"""

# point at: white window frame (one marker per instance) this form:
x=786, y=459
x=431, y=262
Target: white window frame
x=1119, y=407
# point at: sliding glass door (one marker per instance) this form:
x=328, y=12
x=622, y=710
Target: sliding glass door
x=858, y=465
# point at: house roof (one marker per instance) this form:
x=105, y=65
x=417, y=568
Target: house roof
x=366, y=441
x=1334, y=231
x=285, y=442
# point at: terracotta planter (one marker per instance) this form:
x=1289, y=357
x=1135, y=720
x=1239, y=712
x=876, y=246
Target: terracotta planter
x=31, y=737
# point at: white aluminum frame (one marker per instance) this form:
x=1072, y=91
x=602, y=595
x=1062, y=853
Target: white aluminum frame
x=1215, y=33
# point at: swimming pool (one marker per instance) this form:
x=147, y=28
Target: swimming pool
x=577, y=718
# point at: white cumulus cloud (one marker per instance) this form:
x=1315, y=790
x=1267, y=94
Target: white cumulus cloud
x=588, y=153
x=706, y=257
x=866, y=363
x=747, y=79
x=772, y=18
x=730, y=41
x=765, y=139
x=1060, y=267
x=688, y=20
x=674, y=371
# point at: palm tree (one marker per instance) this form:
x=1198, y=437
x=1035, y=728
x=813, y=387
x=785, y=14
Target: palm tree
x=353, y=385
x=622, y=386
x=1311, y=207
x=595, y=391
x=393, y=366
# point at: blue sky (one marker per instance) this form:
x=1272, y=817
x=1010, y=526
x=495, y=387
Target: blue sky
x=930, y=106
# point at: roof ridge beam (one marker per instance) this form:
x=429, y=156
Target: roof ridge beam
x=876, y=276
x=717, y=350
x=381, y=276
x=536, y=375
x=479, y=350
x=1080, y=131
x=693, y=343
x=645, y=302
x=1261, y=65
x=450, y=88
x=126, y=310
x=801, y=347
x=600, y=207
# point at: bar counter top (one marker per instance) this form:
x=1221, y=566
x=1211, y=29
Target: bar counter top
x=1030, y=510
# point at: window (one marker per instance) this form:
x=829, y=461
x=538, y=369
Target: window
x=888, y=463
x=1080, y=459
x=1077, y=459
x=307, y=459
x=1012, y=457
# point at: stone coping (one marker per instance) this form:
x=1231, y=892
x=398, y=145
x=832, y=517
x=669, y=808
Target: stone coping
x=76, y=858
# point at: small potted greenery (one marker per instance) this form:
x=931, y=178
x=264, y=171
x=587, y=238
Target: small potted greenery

"""

Directions for this task: Copy the data verbatim, from its first line through the line containing "x=285, y=442", inclusive.

Exercise answer:
# point at: white window frame (one marker per instance) this form:
x=786, y=459
x=431, y=262
Target: white window frame
x=1119, y=407
# point at: sliding glass door (one marker per instance) this form:
x=328, y=12
x=622, y=710
Target: sliding glass door
x=858, y=465
# point at: house roof (one marker per instance) this form:
x=105, y=65
x=417, y=568
Target: house roof
x=366, y=441
x=1334, y=231
x=285, y=442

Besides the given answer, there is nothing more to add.